**DATASET CONTENT:**
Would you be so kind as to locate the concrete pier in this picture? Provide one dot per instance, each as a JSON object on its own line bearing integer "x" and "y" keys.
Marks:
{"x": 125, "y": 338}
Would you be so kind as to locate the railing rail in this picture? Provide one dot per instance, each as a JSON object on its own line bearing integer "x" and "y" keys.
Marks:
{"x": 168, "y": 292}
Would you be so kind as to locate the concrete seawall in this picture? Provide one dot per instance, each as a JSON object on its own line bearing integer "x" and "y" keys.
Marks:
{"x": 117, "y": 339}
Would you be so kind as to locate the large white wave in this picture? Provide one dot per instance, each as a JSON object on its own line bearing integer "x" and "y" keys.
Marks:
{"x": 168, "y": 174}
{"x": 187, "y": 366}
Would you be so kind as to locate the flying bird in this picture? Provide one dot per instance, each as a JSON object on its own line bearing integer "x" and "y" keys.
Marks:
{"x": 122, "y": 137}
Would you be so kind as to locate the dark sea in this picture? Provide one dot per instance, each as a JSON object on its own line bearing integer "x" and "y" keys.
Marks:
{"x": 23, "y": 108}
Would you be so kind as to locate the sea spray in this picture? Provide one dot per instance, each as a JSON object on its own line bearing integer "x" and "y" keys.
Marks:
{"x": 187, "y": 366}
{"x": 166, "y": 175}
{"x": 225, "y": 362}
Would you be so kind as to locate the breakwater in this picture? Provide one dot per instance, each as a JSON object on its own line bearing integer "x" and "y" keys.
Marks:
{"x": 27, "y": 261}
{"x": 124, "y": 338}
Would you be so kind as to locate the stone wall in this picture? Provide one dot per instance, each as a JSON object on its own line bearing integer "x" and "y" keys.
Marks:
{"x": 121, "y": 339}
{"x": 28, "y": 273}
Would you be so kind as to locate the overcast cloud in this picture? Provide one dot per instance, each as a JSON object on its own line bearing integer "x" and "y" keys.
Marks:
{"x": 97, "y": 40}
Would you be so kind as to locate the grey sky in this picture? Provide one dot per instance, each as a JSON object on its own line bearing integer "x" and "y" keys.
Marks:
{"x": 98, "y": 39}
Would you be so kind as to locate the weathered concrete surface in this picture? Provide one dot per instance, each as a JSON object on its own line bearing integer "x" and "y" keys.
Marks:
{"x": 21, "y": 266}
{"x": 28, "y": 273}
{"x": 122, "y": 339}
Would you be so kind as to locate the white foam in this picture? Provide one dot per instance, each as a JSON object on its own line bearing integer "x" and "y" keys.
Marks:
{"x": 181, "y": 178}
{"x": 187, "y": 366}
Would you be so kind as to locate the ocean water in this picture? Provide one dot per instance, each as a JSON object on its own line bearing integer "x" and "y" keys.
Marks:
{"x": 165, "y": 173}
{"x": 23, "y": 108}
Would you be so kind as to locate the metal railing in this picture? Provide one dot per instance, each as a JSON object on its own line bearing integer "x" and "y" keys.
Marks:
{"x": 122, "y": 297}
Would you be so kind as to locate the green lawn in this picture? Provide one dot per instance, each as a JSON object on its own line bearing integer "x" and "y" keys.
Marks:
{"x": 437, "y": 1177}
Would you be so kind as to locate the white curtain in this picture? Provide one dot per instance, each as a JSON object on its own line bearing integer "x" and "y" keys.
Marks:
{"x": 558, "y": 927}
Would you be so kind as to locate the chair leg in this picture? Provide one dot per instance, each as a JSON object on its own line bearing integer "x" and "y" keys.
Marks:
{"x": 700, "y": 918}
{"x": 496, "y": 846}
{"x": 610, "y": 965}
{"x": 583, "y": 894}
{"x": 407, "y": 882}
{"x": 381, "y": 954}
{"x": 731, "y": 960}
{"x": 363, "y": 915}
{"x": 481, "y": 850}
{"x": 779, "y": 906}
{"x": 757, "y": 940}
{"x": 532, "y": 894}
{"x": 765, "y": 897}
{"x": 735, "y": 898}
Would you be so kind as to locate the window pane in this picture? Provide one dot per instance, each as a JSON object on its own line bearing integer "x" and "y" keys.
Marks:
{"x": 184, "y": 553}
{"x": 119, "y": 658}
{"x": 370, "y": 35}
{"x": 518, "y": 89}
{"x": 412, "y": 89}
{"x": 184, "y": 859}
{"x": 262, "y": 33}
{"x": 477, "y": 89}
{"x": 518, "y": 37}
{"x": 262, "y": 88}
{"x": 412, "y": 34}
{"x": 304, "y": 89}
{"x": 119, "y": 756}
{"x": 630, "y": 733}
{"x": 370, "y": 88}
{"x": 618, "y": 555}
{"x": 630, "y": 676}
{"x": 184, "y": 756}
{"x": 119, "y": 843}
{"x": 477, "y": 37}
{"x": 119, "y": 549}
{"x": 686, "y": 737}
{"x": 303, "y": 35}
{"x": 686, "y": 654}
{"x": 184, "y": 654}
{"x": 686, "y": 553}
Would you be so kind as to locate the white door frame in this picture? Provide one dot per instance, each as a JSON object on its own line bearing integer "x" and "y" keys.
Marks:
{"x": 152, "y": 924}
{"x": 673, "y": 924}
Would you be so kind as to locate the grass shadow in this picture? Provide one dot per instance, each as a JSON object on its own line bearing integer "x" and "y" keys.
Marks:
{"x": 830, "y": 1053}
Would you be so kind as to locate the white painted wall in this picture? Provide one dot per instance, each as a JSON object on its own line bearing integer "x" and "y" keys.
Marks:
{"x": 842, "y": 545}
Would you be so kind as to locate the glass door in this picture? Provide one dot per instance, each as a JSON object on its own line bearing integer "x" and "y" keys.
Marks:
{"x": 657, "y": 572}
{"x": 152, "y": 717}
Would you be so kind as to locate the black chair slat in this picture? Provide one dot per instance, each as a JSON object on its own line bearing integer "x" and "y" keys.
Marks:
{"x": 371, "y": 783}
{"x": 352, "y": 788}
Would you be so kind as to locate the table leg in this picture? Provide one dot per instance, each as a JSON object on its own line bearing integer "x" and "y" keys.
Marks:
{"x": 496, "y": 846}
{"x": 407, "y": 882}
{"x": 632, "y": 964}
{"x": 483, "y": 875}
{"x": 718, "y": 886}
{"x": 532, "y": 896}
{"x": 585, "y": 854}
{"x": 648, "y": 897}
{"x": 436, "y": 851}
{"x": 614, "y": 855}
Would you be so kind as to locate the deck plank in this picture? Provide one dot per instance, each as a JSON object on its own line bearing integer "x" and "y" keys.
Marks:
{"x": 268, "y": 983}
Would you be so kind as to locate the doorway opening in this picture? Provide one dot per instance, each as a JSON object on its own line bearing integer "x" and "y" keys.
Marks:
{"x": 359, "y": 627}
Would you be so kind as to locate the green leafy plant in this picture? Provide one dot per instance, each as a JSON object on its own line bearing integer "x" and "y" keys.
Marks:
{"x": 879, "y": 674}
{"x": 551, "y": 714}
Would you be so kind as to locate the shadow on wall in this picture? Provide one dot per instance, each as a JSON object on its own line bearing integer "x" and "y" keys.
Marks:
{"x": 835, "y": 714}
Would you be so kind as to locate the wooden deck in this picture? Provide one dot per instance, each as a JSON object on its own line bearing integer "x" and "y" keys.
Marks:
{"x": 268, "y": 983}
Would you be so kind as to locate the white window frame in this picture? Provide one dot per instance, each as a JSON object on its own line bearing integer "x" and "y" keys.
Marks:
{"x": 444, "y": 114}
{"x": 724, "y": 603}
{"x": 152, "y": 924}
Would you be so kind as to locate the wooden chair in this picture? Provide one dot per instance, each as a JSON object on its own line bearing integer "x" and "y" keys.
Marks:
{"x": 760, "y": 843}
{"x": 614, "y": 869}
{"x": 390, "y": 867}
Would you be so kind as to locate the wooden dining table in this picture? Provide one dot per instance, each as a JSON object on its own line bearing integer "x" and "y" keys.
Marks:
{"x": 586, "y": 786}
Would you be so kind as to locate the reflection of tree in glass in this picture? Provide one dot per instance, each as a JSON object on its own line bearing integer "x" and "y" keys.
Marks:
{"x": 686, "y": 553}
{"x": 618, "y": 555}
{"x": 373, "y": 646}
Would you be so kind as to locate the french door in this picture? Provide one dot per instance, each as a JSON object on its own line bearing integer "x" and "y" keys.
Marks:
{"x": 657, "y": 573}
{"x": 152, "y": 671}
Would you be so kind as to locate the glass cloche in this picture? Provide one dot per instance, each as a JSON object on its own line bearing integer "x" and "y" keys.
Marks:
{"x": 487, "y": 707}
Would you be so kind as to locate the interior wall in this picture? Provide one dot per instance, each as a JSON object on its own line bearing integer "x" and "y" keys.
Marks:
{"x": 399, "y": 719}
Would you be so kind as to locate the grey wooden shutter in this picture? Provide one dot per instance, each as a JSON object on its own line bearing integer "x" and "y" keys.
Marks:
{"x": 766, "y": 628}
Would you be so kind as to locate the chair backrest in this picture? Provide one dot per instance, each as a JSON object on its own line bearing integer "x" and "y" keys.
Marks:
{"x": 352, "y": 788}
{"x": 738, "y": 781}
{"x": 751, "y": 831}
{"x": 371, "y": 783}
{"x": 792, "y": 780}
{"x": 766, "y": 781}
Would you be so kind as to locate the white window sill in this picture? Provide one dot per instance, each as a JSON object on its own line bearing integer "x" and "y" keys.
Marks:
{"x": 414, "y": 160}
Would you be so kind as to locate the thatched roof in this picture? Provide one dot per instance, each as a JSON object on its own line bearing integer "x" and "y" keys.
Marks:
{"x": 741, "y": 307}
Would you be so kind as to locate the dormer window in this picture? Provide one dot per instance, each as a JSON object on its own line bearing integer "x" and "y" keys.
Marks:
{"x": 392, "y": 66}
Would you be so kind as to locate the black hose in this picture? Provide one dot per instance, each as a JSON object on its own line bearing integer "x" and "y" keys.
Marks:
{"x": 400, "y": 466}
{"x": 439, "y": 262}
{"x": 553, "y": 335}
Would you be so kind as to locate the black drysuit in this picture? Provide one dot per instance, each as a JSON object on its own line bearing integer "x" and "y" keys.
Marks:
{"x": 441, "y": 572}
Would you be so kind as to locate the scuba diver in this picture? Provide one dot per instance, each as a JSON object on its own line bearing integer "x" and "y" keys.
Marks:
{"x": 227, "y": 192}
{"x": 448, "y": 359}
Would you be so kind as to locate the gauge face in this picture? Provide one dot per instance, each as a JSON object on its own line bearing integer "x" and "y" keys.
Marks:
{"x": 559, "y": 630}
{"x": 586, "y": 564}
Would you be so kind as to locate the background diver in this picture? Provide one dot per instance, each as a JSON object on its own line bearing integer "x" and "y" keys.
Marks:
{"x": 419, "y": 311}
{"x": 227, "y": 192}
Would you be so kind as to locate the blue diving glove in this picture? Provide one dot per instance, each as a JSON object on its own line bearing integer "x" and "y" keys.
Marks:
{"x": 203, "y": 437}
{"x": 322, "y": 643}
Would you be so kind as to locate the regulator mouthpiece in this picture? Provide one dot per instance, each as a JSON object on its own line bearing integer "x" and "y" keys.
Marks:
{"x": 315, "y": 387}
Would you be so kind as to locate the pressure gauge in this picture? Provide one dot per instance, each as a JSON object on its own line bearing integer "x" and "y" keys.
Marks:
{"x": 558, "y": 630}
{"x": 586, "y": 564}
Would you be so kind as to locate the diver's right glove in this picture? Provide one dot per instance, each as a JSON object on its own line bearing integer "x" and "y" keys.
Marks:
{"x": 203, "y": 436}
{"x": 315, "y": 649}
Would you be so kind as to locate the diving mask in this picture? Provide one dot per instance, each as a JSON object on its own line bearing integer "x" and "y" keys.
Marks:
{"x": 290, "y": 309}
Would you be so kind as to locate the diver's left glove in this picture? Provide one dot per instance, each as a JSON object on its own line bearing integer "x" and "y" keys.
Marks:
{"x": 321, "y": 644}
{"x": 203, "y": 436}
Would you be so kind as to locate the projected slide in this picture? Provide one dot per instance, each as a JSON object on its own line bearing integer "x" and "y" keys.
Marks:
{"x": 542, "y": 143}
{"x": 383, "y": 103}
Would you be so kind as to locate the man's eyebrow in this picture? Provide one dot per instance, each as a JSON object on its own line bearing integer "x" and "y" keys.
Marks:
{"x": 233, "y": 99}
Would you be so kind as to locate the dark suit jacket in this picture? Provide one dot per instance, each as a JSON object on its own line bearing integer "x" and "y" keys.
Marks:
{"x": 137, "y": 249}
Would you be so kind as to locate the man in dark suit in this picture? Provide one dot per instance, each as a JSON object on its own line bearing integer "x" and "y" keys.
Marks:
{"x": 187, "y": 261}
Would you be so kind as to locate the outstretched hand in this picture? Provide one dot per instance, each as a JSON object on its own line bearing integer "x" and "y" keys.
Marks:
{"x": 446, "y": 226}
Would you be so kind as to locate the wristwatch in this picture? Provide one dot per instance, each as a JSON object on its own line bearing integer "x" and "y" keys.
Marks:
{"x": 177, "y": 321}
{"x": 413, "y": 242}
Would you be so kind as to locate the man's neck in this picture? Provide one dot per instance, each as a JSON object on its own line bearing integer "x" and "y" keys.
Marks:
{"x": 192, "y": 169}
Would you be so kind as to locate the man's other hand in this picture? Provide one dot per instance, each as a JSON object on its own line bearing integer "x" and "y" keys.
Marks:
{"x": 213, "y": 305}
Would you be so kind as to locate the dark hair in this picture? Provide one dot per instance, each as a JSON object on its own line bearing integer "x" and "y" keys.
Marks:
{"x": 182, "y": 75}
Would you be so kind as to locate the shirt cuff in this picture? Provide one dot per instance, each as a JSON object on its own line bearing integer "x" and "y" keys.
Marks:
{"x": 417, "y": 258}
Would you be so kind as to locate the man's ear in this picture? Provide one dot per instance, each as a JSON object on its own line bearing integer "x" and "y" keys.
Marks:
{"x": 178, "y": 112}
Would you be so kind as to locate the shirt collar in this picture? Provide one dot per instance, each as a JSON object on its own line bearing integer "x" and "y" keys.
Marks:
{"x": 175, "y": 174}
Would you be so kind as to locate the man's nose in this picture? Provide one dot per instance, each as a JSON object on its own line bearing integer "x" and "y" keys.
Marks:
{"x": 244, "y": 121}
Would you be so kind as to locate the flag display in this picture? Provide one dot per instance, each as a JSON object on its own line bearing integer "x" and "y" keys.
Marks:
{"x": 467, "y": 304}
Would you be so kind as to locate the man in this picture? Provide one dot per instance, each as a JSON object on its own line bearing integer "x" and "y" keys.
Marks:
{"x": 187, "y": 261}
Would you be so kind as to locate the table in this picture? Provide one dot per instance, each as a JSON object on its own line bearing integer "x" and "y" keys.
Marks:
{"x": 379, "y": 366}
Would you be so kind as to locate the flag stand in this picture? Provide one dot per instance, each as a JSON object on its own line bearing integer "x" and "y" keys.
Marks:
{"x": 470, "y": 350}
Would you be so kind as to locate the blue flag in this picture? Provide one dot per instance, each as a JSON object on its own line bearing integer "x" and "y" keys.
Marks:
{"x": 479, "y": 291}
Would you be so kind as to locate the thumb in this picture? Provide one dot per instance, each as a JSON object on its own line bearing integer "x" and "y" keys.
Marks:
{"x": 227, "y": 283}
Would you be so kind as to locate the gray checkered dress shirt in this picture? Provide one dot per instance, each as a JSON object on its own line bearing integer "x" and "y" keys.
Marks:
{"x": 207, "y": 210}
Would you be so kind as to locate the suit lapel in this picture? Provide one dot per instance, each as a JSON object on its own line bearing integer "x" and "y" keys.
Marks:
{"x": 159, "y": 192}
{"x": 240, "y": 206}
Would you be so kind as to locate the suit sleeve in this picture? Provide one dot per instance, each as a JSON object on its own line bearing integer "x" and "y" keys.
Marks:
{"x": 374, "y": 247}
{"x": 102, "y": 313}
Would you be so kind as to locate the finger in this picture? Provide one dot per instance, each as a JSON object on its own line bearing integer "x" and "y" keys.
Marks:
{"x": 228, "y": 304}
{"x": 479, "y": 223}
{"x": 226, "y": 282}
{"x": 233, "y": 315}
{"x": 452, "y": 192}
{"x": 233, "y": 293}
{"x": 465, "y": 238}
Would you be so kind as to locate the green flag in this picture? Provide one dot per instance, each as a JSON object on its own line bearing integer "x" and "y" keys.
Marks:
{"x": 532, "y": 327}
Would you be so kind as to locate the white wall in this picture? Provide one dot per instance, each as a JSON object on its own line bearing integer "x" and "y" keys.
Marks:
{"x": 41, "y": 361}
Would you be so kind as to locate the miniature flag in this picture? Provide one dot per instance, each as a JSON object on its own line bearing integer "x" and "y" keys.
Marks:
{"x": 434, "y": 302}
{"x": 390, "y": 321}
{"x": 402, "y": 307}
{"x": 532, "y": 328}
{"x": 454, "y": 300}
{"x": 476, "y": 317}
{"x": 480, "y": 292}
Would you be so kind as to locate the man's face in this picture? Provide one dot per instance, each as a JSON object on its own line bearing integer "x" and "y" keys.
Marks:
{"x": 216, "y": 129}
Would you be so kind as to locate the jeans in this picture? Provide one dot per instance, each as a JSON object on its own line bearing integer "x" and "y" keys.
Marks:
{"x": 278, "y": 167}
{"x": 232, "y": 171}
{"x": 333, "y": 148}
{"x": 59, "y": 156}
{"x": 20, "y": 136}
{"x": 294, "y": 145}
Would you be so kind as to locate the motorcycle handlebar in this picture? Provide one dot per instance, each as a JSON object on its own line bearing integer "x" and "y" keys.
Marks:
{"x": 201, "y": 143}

**TO DO:** Everything from the line that contains "Would you be so kind as to locate the white wall" through the end of the records must be duplicated exactly, and nothing outside that range.

**RESULT:**
Would you be so kind as to locate the white wall in this picture? Provide one dot per instance, each as a JSON object on its own line bearing integer "x" and "y" keys.
Marks:
{"x": 41, "y": 361}
Would you be so kind as to locate the miniature flag in this picture? Provide one dot per instance, each as a JSON object on its own line bearing integer "x" and "y" keys.
Marks:
{"x": 434, "y": 302}
{"x": 390, "y": 321}
{"x": 402, "y": 307}
{"x": 532, "y": 328}
{"x": 454, "y": 300}
{"x": 476, "y": 317}
{"x": 480, "y": 292}
Would you be so kind as to locate the man's face in this picture? Provide one dot per instance, each as a JSON object on its own line bearing integer "x" and "y" keys.
Marks:
{"x": 216, "y": 129}
Would you be so kind as to locate the jeans in this picture? Provide one dot per instance, each as a JSON object on its own line bearing integer "x" and "y" keys.
Marks:
{"x": 278, "y": 167}
{"x": 232, "y": 171}
{"x": 333, "y": 148}
{"x": 59, "y": 156}
{"x": 20, "y": 136}
{"x": 294, "y": 145}
Would you be so kind as to locate the motorcycle handlebar in this picture? Provide one dot per instance, each as a JSON object on its own line bearing integer "x" and "y" keys.
Marks:
{"x": 201, "y": 143}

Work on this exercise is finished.